-- START OF READING PASSAGE --
Ep 60: Number Bonds and Tape Diagrams

Pam Harris  00:01

Hey fellow mathematicians. Welcome to the podcast where Math is Figure-Out-Able. I'm Pam. 

Kim Montague  00:09

And I'm Kim. 

Pam Harris  00:10

And we make the case that mathematizing is not about mimicking steps or rote memorizing facts, but it's about thinking and reasoning; about creating and using mental relationships. That math class can be less like it has been for so many of us and more like mathematicians working together. We take the strong stance that not only are algorithms not particularly helpful in teaching, but that mimicking algorithms actually keeps students from being the mathematicians they can be. We answer the question, if not algorithms and step by step procedures, then what?

Kim Montague  00:51

So in the last two episodes, we began a conversation around models and modeling, right, and how it's important to consider the progression of modeling First, the model the situation, then the model of student thinking, and then using that model as a tool.

Pam Harris  01:06

And in this progression of modeling, notice that it's not about any model. It's about models that can become tools, important tools. So in this episode, we're gonna get specific about a couple of recently popular models that we think should be de-emphasized and what we can do instead. So y'all, I often get asked about what I think about number bonds and tape diagrams, or sometimes called strip diagrams, and how they play out in some current textbooks. People wonder about that. People are really curious about how they fit. I think people might be noticing that we don't use those two models... at all.

Kim Montague  01:55

At all. So Pam, let's start with number bonds. What is a number bond? And will you describe a number bond for the listeners?

Pam Harris  02:03

Okay, so I think a number bond is a well intentioned idea of helping kids focus on the relationships at hand, focus on what's sort of happening in the problem. And so it looks like this: Often, it looks like circles and there's two circles that are sort of the parts. And those circles are kind of connected to this larger, the whole. And so there's like a big circle, that's the whole, and two circles that are the parts. And so - like explaining this over a podcast is tricky. So Kim, pick a number.

Kim Montague  02:38

65.

Pam Harris  02:39

Okay, so a number bond for 65, could be I put 65 in sort of the total place. And then I kind of draw two lines that come off of that circle, and then I draw two smaller circles. And I could say 60 in one and five in the other. Or I could do a different number bond where 65 in the total. And I can have 50 in one and 15 in the other. Or I can even have one where I have 65 in the total and I could have 70 in one and five in the other because 70 minus five is 65. And then I might have to play around with which one's bigger and all the things. Okay, so it's like sort of like, how are these numbers related to each other? Alright, so let's also talk about the other one. So we talked about number bonds and what they look like. Kim, what's a tape diagram? Or strip diagram?

Kim Montague  03:23

So a tape diagram is a rectangular box, maybe, with a couple of empty spaces where students would take numbers from a problem they're given. And they are supposed to put the numbers in the correct spot. So like, if it was a missing add-in problem, they might fill in one part and the total from the numbers in the problem. And then they need to find the other part. It's a way to organize information from the problem.
-- END OF READING PASSAGE --
-- START OF MATERIAL PROVIDED --
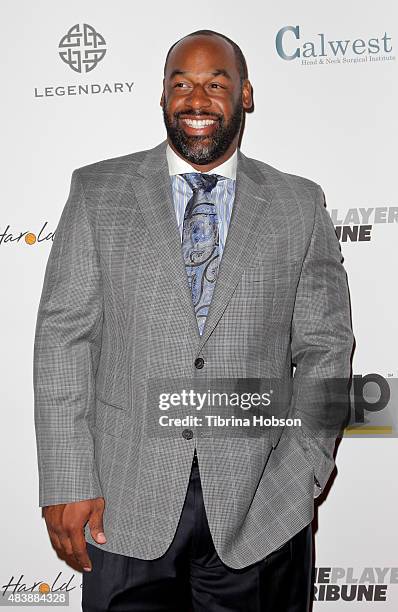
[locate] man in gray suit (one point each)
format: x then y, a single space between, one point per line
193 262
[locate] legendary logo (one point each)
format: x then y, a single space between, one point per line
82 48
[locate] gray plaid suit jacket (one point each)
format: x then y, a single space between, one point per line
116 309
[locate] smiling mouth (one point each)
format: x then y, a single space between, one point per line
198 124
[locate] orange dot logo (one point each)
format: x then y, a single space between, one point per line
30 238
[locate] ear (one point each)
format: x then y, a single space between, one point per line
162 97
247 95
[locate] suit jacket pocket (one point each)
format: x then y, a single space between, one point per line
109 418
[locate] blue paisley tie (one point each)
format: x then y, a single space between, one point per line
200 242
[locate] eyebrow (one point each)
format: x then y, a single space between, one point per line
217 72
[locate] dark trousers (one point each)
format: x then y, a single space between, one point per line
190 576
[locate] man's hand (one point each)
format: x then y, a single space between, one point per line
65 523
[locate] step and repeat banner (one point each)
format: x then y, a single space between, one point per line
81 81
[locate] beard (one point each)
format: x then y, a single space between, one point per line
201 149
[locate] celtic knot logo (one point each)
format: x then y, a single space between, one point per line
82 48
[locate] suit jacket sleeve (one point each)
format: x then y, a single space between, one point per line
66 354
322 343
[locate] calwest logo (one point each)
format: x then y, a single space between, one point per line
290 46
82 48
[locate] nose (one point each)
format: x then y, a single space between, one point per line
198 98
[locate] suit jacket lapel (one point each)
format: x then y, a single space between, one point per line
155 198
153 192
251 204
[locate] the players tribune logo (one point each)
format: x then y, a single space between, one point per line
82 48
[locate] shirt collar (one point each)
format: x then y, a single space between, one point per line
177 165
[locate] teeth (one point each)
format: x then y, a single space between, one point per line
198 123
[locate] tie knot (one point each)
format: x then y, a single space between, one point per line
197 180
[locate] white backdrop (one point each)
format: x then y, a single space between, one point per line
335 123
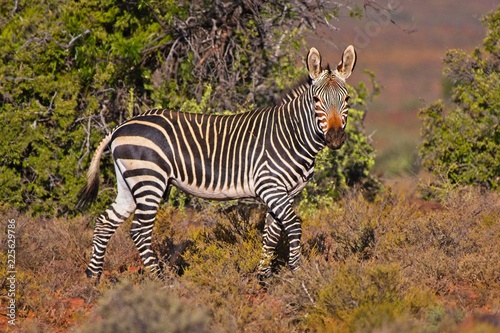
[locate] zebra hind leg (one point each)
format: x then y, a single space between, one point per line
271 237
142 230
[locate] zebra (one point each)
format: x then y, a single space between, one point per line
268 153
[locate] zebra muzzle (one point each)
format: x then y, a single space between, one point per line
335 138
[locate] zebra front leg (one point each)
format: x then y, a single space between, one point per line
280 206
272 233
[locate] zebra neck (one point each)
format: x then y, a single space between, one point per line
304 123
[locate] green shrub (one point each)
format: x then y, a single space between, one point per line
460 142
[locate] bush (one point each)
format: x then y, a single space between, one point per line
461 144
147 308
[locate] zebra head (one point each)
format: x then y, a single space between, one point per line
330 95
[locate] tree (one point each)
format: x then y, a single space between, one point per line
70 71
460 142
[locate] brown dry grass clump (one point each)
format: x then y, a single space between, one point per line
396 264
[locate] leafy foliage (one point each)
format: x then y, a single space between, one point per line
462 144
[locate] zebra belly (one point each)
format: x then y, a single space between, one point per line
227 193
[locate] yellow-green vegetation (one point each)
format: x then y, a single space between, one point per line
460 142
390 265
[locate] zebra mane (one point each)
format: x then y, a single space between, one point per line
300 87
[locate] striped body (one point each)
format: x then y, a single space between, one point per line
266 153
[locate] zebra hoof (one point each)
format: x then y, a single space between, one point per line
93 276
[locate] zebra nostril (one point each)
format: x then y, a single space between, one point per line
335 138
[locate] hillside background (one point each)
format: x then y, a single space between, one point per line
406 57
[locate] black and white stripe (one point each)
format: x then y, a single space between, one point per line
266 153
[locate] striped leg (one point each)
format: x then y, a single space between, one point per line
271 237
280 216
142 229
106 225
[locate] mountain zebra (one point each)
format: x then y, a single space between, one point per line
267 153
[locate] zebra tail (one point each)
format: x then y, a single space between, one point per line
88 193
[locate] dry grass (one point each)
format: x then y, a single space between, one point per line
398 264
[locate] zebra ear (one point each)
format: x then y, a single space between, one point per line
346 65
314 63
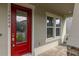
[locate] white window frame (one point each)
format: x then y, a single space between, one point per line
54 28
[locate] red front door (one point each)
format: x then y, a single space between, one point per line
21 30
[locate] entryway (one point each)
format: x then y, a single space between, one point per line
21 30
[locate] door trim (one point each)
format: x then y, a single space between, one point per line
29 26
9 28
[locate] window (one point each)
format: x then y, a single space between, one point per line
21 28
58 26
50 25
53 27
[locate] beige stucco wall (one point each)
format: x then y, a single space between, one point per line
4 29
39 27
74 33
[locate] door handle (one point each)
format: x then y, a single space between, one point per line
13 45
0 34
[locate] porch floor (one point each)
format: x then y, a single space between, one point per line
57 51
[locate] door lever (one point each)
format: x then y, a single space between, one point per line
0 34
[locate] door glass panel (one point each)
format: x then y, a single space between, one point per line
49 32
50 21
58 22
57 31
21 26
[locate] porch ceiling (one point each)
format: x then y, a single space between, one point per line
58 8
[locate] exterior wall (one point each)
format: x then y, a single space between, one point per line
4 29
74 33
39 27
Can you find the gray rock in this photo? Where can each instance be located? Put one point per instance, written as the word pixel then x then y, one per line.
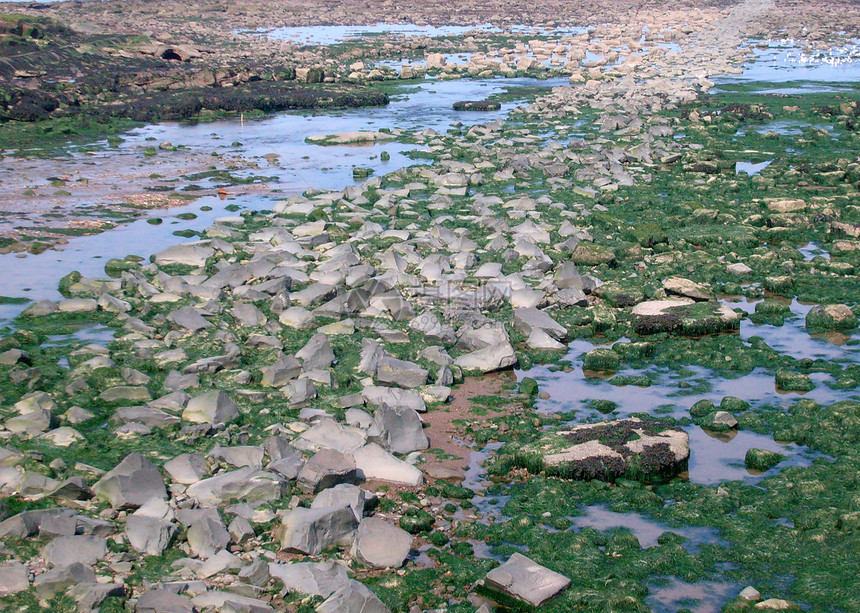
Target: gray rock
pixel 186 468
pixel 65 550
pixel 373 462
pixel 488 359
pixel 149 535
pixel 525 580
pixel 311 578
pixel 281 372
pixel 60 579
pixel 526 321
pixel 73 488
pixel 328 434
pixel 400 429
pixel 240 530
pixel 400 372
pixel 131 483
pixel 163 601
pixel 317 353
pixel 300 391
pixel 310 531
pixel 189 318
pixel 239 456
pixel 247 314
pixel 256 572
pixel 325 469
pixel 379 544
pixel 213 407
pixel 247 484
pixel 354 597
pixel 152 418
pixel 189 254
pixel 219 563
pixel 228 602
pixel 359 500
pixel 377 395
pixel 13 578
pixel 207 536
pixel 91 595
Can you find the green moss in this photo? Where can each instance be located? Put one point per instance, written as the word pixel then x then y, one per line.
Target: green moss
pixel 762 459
-- END OF MATERIAL PROVIDED --
• WORK INSTRUCTIONS:
a) According to the transcript, what is another name for a tape diagram?
b) Translate the sentence "It's a way to organize information from the problem." from the transcript into Spanish.
c) Rewrite the transcript from "Kim Montague  00:09" to "procedures, then what?", swapping "mimicking" for "copying".

• TASK RESPONSES:
a) A strip diagram.

b) Es una forma de organizar la información del problema.

c)
Kim Montague  00:09

And I'm Kim. 

Pam Harris  00:10

And we make the case that mathematizing is not about copying steps or rote memorizing facts, but it's about thinking and reasoning; about creating and using mental relationships. That math class can be less like it has been for so many of us and more like mathematicians working together. We take the strong stance that not only are algorithms not particularly helpful in teaching, but that copying algorithms actually keeps students from being the mathematicians they can be. We answer the question, if not algorithms and step by step procedures, then what?